● THE RECORDS
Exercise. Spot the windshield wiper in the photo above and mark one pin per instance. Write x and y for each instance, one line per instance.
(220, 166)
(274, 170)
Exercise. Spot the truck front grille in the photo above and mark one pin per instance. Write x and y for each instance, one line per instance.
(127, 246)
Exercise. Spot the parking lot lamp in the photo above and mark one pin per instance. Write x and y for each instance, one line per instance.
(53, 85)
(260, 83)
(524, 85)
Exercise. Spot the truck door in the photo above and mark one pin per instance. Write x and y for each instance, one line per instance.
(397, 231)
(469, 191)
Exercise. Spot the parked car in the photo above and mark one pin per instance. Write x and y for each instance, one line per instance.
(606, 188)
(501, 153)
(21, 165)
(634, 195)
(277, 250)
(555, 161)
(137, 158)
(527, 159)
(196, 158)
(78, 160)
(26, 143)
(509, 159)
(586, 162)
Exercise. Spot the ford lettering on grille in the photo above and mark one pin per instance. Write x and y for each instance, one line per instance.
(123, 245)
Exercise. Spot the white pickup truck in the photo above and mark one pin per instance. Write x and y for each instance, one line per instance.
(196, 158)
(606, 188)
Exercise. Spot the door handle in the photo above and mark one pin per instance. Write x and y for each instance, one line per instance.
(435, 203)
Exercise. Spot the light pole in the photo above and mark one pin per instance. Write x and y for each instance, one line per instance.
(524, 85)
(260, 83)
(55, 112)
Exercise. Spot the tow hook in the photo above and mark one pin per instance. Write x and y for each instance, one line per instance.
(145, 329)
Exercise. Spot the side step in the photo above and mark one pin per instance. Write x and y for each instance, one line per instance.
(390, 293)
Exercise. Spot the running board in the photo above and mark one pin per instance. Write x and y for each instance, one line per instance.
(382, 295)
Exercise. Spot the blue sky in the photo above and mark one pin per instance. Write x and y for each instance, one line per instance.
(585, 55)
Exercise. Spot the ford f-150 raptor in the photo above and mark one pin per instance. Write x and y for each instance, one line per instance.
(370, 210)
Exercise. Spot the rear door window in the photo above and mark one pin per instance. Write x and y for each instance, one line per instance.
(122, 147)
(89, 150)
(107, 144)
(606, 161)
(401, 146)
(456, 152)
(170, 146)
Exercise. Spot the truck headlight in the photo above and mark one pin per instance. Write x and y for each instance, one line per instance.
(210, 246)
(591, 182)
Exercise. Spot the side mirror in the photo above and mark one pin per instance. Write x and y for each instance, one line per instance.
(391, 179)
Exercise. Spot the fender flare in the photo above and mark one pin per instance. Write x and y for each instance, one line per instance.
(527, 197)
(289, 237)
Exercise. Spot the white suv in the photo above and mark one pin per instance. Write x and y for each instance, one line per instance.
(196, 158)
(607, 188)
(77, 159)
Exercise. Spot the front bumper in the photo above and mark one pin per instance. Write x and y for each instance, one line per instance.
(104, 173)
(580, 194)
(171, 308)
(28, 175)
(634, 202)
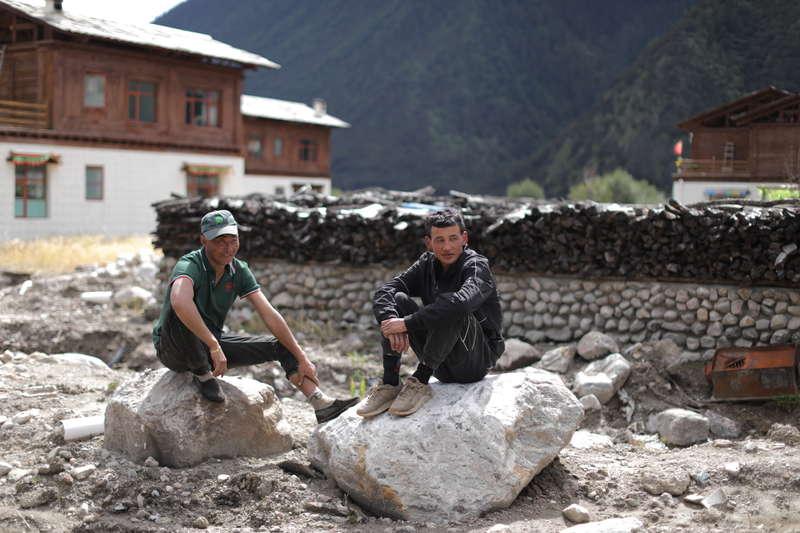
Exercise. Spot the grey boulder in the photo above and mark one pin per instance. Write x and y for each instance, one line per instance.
(161, 414)
(596, 344)
(518, 354)
(488, 439)
(603, 377)
(557, 359)
(680, 427)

● TO BE DONE
Extract, verbatim and alone, the lines from the line that contains "Exercise. Spot the light" to the last line of the records, inclusive; drop any picture.

● WRITTEN SOLUTION
Exercise. Spot the light pole in the photo above and mark one pin per instance. Write x and y for each instance, one line per instance.
(524, 85)
(260, 83)
(55, 112)
Exercise. Spot the tow hook in the photo above and mark one pin per instance. Write x and y for each instance, one line per instance.
(145, 329)
Exercise. Spot the side step in the photo above and mark one pin per instance. Write x and y for each instance, one line per instance.
(390, 293)
Exercise. Spot the running board in the photo above and mark one pin per instance. Write x and y for each instance, one line per instance.
(382, 295)
Exercise. Spot the blue sky in the photo above and mark one pin per instance. Write x and y for each instance, one line per instance.
(585, 55)
Exercise. Spot the ford f-150 raptor in the photo above and mark one pin per instance. Write x and y for each instance, one line per instance.
(370, 210)
Exercise. Spot the rear door window in the photo above and mark one pin per instance. Write x and y for each instance, one line per instance.
(122, 147)
(89, 150)
(107, 144)
(606, 161)
(401, 146)
(456, 152)
(170, 146)
Exercise. Spot the truck headlight in the photo above and mark one pin per instance. Write x and y for each instance, one line per instance.
(210, 246)
(591, 182)
Exercise. Spot the side mirror in the photo above and mark one pin per instance. Write x and y for each instance, one line per instance.
(391, 179)
Exercise. Spot the fender flare in the photo above and mark one pin per instance. Write x and y for each instance, one line per instance.
(527, 197)
(289, 237)
Exercise. Spot the white suv in the photo above and mark one pin per instance. Write x and y for each instance, one line per instance.
(196, 158)
(607, 188)
(77, 159)
Exercise. Spot the front bumper in the photo above and mark one pin per instance. Write x and y for each instance, one line per instance.
(104, 173)
(580, 194)
(171, 308)
(28, 175)
(634, 202)
Exercise. Spot the grey boulder in the photo above and mark one pin per instance. Write x and y for each instance, one line per instance.
(161, 414)
(596, 344)
(518, 354)
(488, 439)
(603, 377)
(557, 359)
(680, 427)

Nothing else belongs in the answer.